■ **Directions**:
Reproduce the listing below from its first line through the line that contains "[570,608,631,631]", and shift every bounding-box coordinate up by 27. Keep all other lines in that span unchanged.

■ **Exercise inputs**:

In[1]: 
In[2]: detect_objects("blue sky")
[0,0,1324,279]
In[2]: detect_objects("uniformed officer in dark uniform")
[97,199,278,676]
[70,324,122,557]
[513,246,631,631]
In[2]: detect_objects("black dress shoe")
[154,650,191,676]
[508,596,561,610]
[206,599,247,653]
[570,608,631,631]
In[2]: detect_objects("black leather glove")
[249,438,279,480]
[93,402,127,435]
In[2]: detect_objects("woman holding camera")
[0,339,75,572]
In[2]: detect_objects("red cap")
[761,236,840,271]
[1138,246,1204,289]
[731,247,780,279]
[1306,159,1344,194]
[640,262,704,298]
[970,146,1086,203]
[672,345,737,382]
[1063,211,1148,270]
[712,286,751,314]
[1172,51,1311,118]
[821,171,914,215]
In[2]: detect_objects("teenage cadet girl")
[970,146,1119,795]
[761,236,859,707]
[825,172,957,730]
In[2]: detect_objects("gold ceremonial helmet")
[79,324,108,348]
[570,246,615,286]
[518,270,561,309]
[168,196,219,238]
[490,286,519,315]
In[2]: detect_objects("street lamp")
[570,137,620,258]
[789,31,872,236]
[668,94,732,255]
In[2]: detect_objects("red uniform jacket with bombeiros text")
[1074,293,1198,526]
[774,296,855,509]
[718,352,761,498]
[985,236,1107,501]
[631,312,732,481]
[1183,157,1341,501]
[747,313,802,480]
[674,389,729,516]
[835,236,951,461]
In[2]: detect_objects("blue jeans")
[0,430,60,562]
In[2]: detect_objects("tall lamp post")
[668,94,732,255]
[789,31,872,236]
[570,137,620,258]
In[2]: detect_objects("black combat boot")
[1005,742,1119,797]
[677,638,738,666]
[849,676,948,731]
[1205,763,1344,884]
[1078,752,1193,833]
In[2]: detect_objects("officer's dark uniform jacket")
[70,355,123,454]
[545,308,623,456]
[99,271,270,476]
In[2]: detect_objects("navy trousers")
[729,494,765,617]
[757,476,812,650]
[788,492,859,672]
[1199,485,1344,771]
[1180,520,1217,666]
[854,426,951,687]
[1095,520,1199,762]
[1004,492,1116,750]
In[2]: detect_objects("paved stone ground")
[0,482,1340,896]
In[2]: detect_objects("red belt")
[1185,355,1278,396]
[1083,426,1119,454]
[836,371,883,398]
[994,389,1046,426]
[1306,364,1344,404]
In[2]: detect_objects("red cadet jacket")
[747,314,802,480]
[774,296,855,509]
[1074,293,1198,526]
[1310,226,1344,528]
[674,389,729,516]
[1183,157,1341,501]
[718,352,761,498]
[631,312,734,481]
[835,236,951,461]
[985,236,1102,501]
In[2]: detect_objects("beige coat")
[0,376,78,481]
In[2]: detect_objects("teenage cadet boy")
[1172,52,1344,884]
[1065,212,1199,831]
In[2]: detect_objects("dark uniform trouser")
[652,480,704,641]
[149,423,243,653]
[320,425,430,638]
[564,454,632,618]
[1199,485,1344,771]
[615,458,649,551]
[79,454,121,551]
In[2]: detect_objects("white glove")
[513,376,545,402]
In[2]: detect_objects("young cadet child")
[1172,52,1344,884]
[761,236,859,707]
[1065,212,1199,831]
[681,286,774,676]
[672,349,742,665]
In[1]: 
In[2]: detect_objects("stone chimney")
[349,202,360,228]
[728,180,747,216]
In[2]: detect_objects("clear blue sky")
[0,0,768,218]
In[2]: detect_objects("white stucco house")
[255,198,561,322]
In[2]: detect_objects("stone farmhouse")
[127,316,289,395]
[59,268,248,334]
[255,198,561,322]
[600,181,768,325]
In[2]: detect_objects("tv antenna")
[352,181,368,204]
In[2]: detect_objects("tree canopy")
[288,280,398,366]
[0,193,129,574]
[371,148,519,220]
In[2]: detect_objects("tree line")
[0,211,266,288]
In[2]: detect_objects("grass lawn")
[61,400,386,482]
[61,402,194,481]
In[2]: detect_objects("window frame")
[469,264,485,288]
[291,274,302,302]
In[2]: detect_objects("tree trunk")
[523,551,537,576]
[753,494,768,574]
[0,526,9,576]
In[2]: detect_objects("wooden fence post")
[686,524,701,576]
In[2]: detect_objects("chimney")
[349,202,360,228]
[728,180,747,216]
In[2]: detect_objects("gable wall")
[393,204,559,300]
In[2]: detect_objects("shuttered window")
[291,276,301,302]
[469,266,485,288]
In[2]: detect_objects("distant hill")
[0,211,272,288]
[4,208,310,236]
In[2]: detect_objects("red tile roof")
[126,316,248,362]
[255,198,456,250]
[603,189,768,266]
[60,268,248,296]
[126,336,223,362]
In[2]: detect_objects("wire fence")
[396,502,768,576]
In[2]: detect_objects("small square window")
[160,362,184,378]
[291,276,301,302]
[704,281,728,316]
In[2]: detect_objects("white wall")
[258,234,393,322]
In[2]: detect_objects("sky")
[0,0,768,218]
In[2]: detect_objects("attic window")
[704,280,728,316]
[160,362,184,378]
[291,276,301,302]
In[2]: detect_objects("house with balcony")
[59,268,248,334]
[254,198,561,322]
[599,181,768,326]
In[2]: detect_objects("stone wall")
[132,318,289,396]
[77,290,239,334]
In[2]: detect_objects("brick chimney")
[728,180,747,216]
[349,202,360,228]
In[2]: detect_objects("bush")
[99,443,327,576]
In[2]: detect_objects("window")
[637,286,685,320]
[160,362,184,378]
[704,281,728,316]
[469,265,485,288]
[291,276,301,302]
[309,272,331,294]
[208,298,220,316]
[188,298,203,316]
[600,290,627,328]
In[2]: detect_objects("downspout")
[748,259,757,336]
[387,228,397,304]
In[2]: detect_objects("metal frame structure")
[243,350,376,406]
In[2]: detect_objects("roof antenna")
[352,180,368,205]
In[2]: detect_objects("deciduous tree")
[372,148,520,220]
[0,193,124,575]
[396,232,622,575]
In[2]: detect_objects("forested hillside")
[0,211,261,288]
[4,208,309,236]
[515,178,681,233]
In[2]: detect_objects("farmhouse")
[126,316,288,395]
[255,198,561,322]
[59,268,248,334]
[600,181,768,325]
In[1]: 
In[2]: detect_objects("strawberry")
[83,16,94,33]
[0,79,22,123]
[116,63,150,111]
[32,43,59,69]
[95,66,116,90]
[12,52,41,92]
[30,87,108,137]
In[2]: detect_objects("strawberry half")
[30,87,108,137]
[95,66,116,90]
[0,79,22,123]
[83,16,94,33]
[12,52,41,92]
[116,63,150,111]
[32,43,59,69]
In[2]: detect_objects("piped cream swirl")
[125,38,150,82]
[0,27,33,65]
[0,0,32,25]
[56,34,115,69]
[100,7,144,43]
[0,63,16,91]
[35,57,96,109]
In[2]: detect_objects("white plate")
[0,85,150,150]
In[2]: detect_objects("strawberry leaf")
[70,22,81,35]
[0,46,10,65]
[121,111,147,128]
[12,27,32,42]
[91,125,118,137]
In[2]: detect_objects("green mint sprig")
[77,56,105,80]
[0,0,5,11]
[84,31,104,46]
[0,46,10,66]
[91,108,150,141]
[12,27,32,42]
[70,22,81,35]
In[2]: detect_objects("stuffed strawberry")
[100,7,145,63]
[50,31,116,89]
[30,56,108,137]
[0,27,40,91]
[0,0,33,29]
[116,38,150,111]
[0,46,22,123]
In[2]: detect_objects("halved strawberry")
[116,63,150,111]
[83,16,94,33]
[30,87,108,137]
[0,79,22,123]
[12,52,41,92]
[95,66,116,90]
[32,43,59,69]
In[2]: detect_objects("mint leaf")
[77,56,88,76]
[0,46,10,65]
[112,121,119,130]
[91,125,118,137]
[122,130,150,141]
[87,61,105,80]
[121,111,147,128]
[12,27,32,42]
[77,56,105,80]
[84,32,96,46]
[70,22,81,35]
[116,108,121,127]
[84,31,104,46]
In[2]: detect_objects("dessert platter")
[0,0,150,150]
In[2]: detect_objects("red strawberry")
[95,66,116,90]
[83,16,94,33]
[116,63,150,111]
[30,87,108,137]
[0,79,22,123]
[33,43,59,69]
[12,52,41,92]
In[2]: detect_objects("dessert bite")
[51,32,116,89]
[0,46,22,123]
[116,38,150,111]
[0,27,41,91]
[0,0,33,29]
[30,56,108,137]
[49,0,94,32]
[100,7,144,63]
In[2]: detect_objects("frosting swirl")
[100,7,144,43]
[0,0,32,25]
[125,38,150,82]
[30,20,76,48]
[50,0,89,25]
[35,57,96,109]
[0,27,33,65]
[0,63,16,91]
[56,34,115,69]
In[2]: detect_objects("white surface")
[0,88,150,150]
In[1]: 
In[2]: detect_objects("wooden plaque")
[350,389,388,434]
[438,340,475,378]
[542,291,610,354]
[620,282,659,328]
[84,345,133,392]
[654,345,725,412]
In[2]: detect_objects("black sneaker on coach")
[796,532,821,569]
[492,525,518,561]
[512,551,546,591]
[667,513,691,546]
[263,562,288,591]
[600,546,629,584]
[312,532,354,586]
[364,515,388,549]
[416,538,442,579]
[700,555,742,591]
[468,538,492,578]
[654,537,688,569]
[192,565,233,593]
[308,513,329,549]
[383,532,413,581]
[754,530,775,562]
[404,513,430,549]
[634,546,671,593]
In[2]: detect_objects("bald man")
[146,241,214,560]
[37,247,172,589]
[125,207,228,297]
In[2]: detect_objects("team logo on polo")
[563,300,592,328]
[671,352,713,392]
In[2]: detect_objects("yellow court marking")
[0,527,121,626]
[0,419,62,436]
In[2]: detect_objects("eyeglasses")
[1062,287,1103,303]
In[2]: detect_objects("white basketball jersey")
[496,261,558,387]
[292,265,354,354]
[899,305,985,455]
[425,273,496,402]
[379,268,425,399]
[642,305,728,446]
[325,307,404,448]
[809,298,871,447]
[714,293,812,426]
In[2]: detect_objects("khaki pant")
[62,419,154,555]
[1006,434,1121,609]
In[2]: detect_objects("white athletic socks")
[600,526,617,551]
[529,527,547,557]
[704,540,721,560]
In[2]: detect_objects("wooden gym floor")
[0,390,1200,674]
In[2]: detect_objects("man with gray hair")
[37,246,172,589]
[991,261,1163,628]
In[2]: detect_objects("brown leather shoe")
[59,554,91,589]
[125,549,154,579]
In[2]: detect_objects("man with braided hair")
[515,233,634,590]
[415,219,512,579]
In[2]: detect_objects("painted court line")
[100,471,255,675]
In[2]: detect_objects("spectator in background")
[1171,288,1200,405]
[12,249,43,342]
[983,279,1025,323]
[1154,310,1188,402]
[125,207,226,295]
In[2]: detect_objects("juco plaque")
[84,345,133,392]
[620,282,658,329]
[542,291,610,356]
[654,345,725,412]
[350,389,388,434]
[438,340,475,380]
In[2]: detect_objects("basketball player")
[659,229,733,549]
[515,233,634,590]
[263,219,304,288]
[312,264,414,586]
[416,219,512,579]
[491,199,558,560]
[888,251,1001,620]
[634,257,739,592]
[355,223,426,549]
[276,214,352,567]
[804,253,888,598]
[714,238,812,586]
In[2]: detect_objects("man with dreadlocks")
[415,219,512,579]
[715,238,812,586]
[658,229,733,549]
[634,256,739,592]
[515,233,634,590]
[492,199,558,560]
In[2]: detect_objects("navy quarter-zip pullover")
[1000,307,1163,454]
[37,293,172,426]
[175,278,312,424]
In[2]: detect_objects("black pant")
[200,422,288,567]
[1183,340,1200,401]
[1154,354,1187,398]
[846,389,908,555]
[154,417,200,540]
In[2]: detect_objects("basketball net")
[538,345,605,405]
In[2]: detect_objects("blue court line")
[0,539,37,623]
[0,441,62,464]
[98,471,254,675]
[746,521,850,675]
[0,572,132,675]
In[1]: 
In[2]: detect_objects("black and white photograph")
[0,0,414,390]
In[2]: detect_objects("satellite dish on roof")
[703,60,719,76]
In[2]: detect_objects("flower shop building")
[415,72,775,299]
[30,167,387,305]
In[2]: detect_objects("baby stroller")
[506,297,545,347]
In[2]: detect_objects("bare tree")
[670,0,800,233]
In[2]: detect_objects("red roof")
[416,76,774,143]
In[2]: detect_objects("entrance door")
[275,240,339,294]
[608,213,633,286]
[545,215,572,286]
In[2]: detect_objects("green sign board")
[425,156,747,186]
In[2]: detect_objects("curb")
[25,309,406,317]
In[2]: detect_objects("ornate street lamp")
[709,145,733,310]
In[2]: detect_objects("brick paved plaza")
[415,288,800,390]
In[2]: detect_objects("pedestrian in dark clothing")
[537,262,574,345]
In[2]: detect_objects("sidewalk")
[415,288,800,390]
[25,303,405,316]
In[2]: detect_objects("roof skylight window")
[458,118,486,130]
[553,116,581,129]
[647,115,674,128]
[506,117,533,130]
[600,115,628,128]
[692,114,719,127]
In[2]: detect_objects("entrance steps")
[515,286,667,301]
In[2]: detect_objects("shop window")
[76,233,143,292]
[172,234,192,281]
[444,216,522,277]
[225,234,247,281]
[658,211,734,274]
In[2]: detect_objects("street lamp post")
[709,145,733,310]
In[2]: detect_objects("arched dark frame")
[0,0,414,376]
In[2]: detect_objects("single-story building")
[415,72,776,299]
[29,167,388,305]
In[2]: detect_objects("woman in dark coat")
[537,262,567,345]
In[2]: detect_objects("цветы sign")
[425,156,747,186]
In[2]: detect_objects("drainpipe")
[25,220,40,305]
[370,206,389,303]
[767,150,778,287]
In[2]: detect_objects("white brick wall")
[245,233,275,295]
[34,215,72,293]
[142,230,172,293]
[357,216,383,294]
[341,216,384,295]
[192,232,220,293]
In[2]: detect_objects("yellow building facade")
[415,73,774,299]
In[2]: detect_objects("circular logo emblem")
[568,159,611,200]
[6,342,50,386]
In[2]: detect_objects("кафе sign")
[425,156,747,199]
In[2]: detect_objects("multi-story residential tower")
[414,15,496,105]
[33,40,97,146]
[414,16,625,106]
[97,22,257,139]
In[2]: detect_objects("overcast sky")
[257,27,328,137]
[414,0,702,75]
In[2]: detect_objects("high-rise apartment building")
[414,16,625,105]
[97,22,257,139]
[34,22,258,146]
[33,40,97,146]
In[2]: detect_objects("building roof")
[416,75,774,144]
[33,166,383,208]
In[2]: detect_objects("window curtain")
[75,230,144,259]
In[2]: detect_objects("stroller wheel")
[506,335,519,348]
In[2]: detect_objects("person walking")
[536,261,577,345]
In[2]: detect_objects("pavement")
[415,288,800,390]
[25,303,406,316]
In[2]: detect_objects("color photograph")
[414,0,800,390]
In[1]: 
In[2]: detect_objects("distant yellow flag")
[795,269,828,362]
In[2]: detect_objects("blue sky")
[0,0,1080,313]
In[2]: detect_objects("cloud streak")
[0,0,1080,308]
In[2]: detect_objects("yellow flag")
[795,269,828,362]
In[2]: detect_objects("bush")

■ **Full output**:
In[1]: 
In[2]: detect_objects("blue sky")
[27,27,1351,306]
In[2]: detect_objects("uniformed officer in dark uniform")
[124,226,305,703]
[97,351,149,584]
[540,273,658,658]
In[2]: detect_objects("black dress shoe")
[181,677,218,703]
[535,623,588,637]
[233,626,274,680]
[597,635,658,658]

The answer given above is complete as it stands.